Items listed in a dataset
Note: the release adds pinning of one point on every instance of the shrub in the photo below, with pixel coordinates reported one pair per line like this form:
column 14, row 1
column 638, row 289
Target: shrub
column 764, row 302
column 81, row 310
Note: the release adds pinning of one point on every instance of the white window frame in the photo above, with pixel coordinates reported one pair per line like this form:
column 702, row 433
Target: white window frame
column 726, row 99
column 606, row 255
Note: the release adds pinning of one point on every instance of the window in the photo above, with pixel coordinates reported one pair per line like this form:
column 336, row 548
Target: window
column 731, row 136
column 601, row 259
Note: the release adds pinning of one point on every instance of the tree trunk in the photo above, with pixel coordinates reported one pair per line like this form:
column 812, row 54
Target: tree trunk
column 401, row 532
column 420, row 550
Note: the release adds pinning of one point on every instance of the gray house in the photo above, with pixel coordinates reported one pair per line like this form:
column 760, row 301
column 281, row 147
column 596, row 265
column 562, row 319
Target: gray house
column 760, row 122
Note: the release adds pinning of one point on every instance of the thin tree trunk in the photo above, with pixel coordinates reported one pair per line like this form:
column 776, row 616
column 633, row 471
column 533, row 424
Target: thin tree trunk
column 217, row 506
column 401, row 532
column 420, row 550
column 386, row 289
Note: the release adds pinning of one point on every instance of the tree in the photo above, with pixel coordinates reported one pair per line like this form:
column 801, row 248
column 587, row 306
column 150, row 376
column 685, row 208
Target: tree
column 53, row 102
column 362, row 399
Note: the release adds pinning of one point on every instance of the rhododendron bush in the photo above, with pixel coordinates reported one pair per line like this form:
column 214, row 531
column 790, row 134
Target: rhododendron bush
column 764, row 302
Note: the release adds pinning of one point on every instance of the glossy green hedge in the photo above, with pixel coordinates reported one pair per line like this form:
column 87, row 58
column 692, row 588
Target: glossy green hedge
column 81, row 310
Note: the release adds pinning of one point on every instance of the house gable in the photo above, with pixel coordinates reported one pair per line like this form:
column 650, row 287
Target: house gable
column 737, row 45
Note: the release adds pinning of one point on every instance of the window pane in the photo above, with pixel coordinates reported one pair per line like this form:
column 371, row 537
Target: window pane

• _WHAT NEEDS TO BE DONE_: Write out each line exactly, beginning at the one with "of the thin" and ending at the final line of the records above, with nothing added.

• _SOLUTION FOR THIS EXERCISE_:
Note: the release adds pinning of one point on every instance of the thin tree trunk in the photo above, with pixel coordinates reported one pair per line like this form:
column 776, row 616
column 633, row 471
column 533, row 424
Target: thin tree trunk
column 217, row 506
column 401, row 532
column 420, row 550
column 386, row 289
Note: the release adds pinning of one point on every instance of the tree in the photo above, with pixel coordinates reported one pair per line like this form:
column 801, row 248
column 587, row 306
column 150, row 376
column 685, row 208
Target: tree
column 53, row 102
column 362, row 399
Note: the release adds pinning of one point on every instance of the rhododendron bush in the photo above, with pixel coordinates reported one pair per line like this form:
column 214, row 531
column 790, row 134
Target: rhododendron bush
column 764, row 302
Note: the release adds pinning of one point on every instance of the glossy green hedge in the photo above, with pixel coordinates reported one pair per line like this form:
column 87, row 58
column 692, row 588
Target: glossy green hedge
column 81, row 310
Note: the release adds pinning of one point on every instance of the house gable in the photo above, with pixel coordinates reported one pair per line like this form:
column 650, row 287
Target: house gable
column 737, row 45
Note: the release adds pinning of one point on every instance of the window pane in the photo above, with pixel coordinates reported one pair per line like this form:
column 371, row 537
Target: window pane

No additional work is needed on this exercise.